**Data records**
■ ■ ■ ■ ■ ■ ■

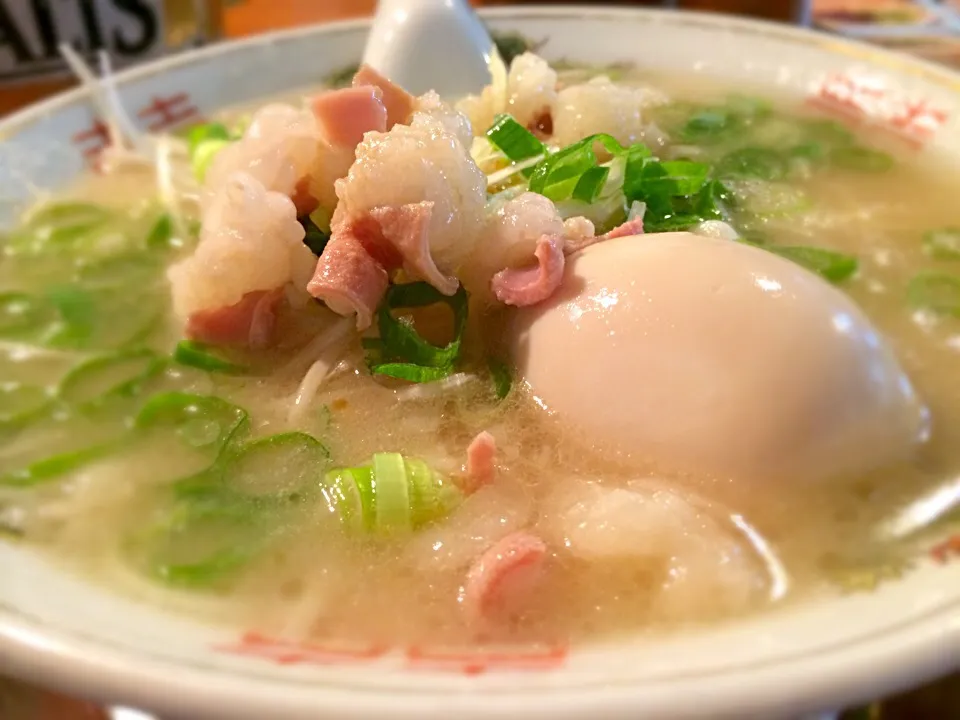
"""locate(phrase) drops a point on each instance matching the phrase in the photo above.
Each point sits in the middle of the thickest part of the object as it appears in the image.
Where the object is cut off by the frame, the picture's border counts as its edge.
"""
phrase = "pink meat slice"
(302, 199)
(248, 323)
(406, 229)
(347, 279)
(398, 102)
(630, 227)
(528, 286)
(481, 454)
(346, 114)
(503, 578)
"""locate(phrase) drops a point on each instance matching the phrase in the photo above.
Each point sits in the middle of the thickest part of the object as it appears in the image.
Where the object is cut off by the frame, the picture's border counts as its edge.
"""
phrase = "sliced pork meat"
(248, 323)
(502, 579)
(398, 102)
(346, 114)
(348, 280)
(480, 469)
(406, 228)
(528, 286)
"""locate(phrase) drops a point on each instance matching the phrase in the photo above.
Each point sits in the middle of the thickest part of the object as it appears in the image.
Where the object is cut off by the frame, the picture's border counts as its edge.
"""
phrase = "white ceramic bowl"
(64, 632)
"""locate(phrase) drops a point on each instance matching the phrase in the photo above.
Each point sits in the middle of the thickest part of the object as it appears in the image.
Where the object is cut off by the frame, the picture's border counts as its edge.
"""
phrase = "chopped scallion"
(394, 493)
(936, 292)
(122, 374)
(828, 264)
(514, 140)
(943, 243)
(402, 352)
(314, 238)
(502, 382)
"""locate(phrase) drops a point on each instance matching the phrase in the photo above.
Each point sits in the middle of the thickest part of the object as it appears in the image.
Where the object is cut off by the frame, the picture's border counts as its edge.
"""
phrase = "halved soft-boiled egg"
(711, 356)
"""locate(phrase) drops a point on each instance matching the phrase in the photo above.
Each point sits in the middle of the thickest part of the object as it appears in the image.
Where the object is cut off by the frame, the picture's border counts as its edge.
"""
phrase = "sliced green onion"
(431, 496)
(749, 107)
(314, 238)
(861, 159)
(557, 175)
(943, 243)
(828, 264)
(514, 140)
(708, 125)
(23, 316)
(502, 381)
(290, 461)
(200, 356)
(53, 467)
(202, 541)
(56, 227)
(200, 134)
(121, 374)
(20, 402)
(403, 353)
(638, 156)
(343, 497)
(831, 132)
(392, 492)
(674, 178)
(411, 372)
(936, 292)
(201, 421)
(762, 163)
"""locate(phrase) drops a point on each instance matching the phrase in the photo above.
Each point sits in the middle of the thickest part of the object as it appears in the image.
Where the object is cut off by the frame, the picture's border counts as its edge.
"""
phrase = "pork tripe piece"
(693, 551)
(279, 148)
(529, 92)
(250, 241)
(414, 199)
(600, 106)
(715, 357)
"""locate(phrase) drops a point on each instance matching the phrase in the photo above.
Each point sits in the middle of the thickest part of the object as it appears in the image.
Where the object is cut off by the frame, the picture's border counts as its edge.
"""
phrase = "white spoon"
(430, 45)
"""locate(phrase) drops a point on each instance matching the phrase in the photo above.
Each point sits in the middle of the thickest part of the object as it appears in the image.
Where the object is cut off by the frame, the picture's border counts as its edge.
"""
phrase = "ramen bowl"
(837, 649)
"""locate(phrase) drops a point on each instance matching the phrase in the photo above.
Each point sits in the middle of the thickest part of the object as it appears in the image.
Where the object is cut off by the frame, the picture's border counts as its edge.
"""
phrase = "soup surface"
(211, 397)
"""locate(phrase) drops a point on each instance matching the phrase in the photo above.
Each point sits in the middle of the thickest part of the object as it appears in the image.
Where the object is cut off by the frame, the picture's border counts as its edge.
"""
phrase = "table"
(939, 701)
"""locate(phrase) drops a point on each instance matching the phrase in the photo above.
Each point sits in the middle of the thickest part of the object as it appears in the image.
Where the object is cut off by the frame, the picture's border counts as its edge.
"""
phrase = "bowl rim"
(85, 667)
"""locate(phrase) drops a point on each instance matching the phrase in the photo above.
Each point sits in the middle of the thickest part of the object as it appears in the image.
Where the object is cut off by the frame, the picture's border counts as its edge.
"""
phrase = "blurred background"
(30, 69)
(31, 29)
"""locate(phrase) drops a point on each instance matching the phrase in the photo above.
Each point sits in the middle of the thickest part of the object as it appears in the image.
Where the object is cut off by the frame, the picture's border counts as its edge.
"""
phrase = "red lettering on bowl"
(944, 551)
(474, 662)
(169, 111)
(96, 139)
(285, 652)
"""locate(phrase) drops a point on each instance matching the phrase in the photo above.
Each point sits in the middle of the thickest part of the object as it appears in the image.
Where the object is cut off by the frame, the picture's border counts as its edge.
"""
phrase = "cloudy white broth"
(585, 354)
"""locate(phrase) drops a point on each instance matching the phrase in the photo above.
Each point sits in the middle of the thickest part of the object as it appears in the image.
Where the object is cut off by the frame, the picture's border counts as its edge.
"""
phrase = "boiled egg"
(709, 356)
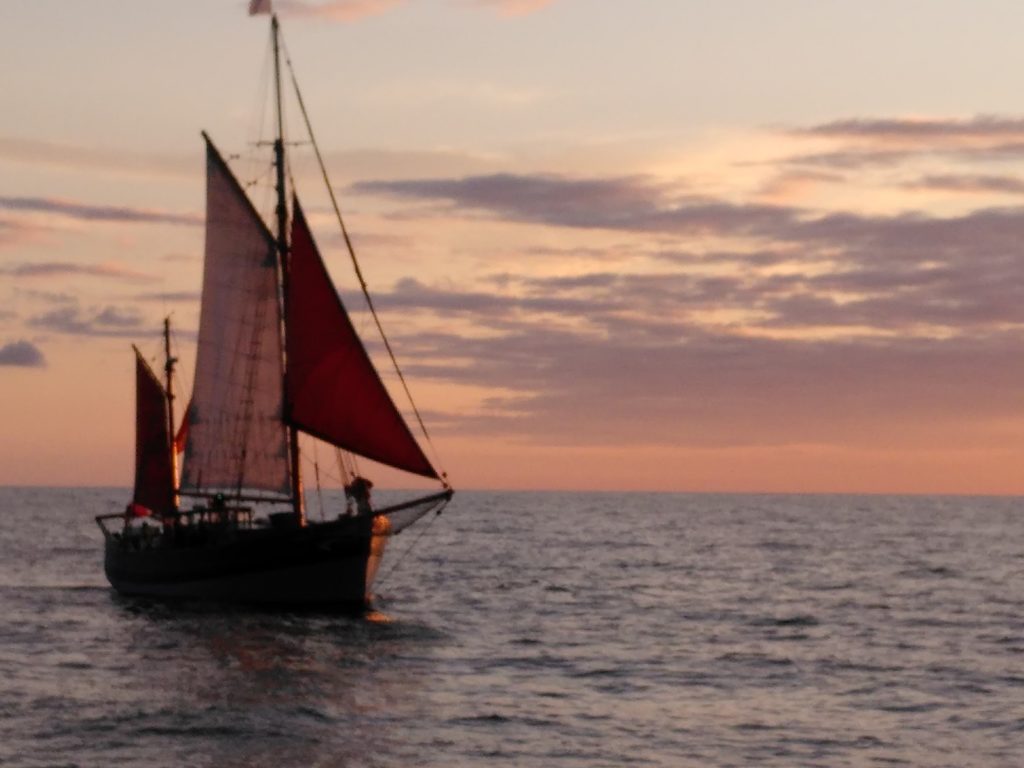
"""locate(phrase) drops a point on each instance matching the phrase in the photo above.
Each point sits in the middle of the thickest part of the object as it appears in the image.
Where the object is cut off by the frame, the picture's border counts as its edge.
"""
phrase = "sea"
(555, 630)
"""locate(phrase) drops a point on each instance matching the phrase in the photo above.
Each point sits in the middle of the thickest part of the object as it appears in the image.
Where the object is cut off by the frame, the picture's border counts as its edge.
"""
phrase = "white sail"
(237, 437)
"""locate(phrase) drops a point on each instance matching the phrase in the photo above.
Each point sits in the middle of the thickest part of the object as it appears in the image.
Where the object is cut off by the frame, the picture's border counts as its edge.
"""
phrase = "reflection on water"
(545, 629)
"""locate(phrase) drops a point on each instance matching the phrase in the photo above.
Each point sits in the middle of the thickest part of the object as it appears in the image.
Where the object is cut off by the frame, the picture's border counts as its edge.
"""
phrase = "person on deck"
(358, 491)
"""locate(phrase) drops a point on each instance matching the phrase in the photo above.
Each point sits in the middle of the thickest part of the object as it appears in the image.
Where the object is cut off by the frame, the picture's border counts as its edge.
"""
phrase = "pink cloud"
(337, 10)
(514, 7)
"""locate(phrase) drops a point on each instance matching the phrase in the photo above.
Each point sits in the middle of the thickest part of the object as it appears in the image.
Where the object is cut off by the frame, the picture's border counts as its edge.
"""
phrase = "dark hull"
(321, 564)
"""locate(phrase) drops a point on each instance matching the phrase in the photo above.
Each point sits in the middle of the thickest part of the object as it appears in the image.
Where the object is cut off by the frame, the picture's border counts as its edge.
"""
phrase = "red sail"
(154, 471)
(332, 389)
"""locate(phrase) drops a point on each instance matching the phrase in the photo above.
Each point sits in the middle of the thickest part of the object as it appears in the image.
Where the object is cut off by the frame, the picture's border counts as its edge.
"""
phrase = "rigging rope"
(351, 253)
(394, 566)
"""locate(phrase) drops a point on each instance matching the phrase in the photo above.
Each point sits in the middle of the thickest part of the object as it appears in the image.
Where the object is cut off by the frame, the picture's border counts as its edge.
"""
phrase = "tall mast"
(169, 373)
(282, 212)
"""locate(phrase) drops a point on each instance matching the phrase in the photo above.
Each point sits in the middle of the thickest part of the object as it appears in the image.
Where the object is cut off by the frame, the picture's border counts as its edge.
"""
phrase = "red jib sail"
(154, 471)
(332, 389)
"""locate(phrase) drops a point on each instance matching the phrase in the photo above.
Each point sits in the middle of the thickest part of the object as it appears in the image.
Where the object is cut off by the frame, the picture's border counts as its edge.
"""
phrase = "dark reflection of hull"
(322, 564)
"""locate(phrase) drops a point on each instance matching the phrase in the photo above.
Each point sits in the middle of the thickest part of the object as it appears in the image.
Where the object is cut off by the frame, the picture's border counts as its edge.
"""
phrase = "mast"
(169, 388)
(282, 213)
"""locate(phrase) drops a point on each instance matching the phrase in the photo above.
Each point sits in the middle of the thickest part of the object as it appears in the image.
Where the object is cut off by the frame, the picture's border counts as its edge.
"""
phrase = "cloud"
(31, 151)
(931, 131)
(887, 142)
(62, 268)
(170, 296)
(630, 204)
(22, 353)
(104, 322)
(644, 384)
(970, 183)
(514, 7)
(96, 213)
(336, 10)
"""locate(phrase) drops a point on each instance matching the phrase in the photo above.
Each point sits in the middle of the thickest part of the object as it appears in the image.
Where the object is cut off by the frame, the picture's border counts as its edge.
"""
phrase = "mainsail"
(333, 390)
(154, 471)
(237, 437)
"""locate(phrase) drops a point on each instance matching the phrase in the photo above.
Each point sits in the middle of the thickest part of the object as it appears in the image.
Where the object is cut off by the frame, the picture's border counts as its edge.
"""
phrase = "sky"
(663, 245)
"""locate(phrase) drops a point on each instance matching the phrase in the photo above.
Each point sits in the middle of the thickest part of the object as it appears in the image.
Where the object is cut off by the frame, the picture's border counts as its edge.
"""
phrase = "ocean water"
(545, 630)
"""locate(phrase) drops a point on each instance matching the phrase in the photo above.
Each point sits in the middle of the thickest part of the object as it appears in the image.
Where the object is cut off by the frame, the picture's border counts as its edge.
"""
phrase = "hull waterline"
(322, 564)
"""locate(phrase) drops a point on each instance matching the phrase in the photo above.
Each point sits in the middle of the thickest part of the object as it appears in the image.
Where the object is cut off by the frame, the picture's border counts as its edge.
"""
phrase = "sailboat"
(278, 356)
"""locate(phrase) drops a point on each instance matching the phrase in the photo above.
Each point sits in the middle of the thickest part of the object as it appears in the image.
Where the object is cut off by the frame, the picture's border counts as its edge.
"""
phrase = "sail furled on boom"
(154, 470)
(333, 390)
(237, 436)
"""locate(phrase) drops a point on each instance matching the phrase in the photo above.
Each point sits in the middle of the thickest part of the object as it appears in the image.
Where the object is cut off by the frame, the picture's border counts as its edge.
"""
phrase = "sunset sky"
(671, 245)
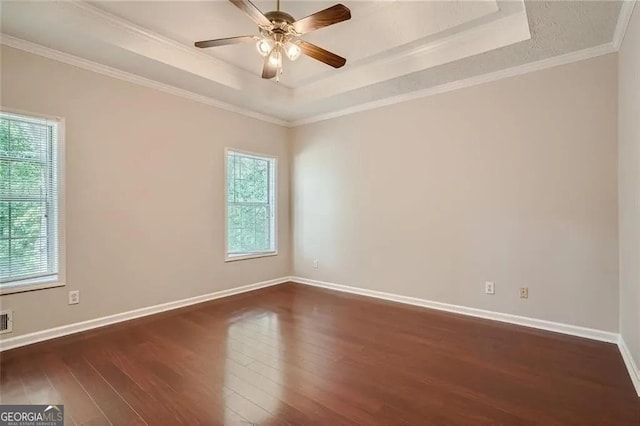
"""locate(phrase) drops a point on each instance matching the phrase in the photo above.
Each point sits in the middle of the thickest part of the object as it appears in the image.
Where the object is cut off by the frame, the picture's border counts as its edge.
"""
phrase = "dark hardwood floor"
(292, 354)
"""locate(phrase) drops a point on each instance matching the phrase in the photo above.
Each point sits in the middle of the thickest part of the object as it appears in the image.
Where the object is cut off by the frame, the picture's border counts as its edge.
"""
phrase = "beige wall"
(629, 191)
(144, 186)
(513, 182)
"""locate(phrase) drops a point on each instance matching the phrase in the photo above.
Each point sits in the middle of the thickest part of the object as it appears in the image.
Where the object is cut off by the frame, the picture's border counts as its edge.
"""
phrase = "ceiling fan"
(279, 34)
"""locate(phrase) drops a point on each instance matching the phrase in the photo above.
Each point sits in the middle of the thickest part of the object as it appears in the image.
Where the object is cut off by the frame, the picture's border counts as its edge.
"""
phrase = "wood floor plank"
(292, 354)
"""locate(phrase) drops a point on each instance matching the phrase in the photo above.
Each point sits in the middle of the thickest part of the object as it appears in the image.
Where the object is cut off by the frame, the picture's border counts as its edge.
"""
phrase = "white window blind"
(28, 199)
(251, 210)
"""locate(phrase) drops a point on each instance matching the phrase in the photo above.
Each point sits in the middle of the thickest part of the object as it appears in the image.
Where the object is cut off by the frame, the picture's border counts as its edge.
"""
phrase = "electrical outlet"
(489, 288)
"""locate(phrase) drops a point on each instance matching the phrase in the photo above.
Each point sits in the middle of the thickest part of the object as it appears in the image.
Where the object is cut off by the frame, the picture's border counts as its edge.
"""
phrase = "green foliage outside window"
(24, 197)
(249, 204)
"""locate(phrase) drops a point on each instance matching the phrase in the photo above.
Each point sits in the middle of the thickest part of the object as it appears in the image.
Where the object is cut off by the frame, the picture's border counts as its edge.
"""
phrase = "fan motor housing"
(279, 17)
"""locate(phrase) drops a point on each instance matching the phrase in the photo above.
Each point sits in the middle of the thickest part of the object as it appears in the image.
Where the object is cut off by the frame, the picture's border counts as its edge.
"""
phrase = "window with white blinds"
(29, 246)
(251, 209)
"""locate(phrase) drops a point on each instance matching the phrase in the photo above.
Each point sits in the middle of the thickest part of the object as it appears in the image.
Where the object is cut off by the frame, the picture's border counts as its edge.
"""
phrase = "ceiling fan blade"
(223, 41)
(324, 18)
(252, 11)
(268, 70)
(318, 53)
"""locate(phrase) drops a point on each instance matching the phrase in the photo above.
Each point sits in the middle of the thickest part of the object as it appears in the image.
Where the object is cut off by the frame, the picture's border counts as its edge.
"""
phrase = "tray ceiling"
(391, 46)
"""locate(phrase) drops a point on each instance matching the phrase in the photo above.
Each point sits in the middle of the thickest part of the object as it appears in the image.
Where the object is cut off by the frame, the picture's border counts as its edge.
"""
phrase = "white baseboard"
(52, 333)
(634, 372)
(574, 330)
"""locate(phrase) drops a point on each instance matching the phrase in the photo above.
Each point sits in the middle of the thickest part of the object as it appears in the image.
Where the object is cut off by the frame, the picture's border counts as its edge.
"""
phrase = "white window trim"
(245, 256)
(60, 279)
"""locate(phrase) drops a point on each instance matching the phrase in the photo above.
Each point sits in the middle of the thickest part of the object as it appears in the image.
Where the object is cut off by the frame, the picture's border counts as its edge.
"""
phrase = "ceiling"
(393, 48)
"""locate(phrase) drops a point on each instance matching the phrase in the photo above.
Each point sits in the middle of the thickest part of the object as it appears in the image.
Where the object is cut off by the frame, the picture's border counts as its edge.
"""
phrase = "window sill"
(30, 285)
(233, 258)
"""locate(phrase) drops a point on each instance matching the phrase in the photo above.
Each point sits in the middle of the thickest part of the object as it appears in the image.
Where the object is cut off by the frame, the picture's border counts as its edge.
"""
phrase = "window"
(29, 214)
(251, 210)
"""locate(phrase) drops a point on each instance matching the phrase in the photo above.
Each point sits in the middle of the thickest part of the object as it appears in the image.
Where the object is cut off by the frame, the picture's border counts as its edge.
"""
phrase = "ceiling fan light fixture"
(264, 46)
(276, 58)
(292, 50)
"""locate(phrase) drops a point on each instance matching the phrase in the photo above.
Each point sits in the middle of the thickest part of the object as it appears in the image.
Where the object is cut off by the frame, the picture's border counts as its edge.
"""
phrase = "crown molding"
(626, 10)
(86, 64)
(555, 61)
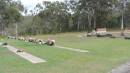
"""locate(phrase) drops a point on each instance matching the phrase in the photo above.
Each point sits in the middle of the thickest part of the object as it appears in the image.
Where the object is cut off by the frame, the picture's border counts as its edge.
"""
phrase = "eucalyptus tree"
(97, 11)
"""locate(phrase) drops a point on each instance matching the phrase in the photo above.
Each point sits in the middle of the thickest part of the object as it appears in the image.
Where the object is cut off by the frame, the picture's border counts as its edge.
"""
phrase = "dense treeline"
(82, 15)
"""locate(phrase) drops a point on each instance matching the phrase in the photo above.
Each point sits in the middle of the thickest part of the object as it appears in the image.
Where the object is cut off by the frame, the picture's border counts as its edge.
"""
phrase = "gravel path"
(124, 68)
(25, 55)
(72, 49)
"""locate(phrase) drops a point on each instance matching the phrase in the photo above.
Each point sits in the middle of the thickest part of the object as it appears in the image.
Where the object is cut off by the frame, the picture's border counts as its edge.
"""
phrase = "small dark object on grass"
(127, 37)
(5, 43)
(19, 51)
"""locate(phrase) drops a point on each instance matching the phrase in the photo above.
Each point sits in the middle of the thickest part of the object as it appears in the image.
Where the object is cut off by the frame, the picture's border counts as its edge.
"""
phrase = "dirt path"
(72, 49)
(31, 58)
(124, 68)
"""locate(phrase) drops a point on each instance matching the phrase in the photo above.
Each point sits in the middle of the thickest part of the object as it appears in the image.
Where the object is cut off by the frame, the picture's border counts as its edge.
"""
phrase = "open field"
(104, 55)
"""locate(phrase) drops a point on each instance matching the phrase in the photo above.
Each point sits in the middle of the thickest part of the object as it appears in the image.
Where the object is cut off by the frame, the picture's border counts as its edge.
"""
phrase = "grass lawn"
(105, 54)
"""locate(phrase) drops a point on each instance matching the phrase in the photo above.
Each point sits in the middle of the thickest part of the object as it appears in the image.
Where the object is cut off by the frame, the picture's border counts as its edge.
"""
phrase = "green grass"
(105, 54)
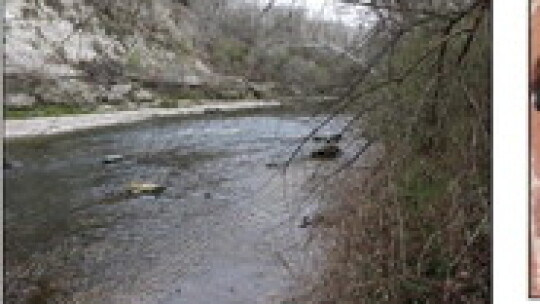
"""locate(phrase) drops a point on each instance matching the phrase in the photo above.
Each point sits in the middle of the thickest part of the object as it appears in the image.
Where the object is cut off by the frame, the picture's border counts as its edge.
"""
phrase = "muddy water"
(218, 234)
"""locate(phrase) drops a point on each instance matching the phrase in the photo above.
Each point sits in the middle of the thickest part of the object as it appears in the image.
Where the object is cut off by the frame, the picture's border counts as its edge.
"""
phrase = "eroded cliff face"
(95, 51)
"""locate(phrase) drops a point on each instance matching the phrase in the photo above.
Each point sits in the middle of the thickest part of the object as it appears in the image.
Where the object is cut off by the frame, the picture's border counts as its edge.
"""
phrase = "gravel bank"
(65, 124)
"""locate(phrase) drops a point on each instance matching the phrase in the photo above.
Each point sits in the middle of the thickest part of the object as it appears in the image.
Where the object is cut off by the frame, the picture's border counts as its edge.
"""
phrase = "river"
(218, 234)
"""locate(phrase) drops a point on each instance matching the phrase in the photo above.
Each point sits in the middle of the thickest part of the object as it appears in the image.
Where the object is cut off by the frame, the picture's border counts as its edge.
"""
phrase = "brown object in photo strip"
(535, 149)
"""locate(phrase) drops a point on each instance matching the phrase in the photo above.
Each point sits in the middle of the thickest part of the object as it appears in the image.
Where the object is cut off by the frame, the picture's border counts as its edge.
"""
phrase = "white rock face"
(119, 93)
(143, 96)
(20, 101)
(56, 41)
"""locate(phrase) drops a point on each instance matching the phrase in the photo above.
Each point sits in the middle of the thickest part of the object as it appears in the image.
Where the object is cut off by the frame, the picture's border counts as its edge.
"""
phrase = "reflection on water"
(72, 235)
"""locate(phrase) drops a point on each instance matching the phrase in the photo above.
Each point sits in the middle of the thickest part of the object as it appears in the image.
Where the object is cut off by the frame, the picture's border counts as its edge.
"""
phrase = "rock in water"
(8, 165)
(143, 96)
(110, 159)
(137, 188)
(327, 152)
(332, 138)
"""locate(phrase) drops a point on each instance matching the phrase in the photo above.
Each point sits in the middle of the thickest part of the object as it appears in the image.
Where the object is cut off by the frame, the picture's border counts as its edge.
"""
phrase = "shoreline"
(44, 126)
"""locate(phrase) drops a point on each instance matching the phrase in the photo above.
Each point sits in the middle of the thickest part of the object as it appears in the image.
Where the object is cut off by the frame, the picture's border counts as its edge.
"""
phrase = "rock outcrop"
(89, 51)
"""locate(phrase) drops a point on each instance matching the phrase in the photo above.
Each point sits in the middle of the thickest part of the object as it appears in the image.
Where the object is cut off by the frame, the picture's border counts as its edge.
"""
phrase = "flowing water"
(219, 233)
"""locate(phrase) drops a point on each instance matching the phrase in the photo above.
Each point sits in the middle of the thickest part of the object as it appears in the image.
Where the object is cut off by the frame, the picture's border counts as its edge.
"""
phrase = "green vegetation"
(46, 111)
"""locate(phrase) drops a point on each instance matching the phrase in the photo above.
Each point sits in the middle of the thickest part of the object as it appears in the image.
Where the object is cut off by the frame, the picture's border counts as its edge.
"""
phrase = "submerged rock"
(327, 152)
(137, 188)
(110, 159)
(8, 165)
(143, 96)
(332, 138)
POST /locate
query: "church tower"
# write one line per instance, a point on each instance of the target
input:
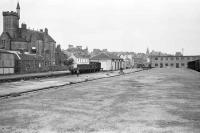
(18, 10)
(11, 22)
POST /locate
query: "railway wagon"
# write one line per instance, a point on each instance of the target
(87, 68)
(195, 65)
(7, 62)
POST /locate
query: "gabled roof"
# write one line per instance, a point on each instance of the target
(18, 7)
(77, 55)
(103, 56)
(7, 34)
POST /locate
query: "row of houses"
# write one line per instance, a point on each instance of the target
(177, 61)
(108, 61)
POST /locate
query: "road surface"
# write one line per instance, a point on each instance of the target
(152, 101)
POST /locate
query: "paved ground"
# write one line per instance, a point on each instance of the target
(153, 101)
(8, 88)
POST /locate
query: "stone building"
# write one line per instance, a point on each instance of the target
(171, 61)
(17, 38)
(108, 61)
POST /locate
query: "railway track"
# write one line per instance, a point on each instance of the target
(18, 94)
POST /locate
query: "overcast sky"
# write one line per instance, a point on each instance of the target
(118, 25)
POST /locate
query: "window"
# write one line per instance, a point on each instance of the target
(161, 65)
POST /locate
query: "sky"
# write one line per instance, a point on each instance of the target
(117, 25)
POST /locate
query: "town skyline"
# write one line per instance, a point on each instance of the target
(121, 26)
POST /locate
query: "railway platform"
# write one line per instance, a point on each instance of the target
(16, 77)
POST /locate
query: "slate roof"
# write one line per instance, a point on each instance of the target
(30, 57)
(81, 55)
(103, 56)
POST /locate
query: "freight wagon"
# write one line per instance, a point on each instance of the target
(87, 68)
(7, 62)
(195, 65)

■ ■ ■ ■ ■ ■ ■

**How to complete this task**
The word "railway" may appear in lines of the entries. State how many lines hold it, as a number alone.

**Written answer**
3